**Your assignment**
Reproduce the records word for word, starting at their first line and ending with the line that contains "29L18 65L8 77L12".
--- START ---
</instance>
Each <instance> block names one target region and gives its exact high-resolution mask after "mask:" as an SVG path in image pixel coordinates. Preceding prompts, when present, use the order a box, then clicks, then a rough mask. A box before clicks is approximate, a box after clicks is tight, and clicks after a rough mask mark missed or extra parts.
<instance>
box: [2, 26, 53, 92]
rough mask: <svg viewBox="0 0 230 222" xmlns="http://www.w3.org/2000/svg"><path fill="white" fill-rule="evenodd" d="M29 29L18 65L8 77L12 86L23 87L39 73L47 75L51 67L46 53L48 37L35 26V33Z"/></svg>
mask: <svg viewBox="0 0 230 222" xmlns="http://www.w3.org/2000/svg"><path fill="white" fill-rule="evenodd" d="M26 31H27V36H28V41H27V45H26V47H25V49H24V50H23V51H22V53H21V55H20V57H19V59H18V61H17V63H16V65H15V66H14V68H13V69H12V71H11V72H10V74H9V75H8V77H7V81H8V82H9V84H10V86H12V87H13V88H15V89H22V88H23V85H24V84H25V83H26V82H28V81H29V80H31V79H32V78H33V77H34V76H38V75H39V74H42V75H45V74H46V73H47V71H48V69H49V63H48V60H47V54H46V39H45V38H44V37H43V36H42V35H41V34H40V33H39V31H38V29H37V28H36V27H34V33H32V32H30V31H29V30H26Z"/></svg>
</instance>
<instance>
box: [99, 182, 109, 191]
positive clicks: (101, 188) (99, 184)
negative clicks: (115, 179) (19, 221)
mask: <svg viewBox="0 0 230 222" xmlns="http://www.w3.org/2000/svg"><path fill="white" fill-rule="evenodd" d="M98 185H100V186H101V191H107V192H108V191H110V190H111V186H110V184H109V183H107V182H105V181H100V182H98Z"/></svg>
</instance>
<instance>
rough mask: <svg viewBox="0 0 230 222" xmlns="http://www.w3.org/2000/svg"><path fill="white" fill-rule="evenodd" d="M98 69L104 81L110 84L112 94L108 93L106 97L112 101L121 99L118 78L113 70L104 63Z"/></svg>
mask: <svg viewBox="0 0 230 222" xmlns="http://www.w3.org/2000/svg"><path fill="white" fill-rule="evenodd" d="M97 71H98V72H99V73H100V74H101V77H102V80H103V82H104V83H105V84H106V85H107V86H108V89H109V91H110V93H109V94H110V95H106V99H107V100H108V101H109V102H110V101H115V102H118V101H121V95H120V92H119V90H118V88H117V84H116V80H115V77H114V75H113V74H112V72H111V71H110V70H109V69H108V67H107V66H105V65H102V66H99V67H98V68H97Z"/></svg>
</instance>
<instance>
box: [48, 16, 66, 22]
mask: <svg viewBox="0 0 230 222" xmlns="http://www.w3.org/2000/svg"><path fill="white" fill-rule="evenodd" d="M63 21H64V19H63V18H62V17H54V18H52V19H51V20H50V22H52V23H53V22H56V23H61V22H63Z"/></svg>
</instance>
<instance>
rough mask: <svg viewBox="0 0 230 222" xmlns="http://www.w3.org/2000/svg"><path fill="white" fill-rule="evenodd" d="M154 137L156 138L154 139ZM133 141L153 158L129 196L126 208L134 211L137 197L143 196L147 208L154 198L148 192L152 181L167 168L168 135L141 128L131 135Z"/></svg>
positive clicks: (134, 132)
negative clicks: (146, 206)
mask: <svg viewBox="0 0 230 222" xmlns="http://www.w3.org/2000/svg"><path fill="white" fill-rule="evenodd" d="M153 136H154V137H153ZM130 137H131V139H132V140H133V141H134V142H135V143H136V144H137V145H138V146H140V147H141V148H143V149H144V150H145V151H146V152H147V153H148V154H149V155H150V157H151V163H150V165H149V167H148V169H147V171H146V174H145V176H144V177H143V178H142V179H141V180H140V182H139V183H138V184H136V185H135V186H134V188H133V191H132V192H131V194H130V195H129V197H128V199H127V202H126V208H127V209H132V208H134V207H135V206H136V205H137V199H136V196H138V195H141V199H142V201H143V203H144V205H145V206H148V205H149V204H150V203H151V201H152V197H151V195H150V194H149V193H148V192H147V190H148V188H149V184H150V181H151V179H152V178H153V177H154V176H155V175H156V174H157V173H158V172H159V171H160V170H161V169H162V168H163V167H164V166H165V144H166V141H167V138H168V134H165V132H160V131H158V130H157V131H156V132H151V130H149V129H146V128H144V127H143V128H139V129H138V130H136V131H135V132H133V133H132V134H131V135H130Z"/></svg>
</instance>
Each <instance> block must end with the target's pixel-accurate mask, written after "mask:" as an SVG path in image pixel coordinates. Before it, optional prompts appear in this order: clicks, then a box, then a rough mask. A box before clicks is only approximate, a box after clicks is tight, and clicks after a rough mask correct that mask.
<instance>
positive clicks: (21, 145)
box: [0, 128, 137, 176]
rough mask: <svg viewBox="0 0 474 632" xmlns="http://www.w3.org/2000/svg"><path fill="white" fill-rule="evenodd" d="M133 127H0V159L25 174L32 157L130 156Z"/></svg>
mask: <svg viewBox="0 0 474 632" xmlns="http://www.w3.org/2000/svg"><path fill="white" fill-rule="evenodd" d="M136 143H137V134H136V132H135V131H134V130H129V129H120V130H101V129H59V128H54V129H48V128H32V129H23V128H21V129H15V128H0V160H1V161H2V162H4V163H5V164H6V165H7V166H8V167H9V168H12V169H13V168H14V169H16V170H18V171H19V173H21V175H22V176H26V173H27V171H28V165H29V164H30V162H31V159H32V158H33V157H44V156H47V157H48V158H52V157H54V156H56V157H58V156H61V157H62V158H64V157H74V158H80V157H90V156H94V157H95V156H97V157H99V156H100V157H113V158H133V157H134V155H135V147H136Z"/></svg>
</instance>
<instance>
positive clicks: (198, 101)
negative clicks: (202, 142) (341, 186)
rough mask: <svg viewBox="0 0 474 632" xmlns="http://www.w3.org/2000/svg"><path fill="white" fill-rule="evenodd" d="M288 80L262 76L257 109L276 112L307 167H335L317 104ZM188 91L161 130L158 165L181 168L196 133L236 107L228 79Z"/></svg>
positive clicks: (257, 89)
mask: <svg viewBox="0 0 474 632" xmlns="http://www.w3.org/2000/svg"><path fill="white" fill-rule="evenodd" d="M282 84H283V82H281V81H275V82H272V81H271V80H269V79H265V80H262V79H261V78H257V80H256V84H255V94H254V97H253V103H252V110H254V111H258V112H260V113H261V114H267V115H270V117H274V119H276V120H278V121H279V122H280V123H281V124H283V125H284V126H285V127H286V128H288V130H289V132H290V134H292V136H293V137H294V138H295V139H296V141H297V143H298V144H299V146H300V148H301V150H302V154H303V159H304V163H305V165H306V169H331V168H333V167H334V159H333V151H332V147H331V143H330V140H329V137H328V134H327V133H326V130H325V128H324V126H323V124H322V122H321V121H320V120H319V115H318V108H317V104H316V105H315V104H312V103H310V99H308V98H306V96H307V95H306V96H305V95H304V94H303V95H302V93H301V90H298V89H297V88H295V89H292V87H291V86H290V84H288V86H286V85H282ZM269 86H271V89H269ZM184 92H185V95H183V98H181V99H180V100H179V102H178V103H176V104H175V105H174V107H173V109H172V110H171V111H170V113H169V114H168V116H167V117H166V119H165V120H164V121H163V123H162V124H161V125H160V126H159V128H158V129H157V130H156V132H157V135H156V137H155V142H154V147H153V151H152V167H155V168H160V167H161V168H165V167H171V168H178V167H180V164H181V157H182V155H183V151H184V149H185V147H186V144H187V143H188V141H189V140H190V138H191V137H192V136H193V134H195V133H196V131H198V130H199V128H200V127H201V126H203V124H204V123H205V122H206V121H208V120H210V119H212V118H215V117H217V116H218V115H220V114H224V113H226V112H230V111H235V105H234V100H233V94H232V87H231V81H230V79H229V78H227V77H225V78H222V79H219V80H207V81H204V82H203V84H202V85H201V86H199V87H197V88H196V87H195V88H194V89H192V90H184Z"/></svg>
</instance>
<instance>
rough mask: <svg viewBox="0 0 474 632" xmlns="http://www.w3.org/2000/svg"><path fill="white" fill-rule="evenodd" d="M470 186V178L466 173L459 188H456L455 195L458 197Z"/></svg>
--- END ---
**Answer**
</instance>
Each <instance> block names one target region and gives its exact high-resolution mask after "mask:" as an SVG path in image pixel coordinates. Preceding prompts, when present, use the order a box, then clicks, then a rough mask. A box before clicks is approximate, a box after clicks is tight, and clicks after a rough mask mark missed or extra parts.
<instance>
box: [2, 26, 53, 92]
rough mask: <svg viewBox="0 0 230 222" xmlns="http://www.w3.org/2000/svg"><path fill="white" fill-rule="evenodd" d="M29 29L18 65L8 77L12 86L23 87L39 73L47 75L51 67L46 53L48 37L35 26V33Z"/></svg>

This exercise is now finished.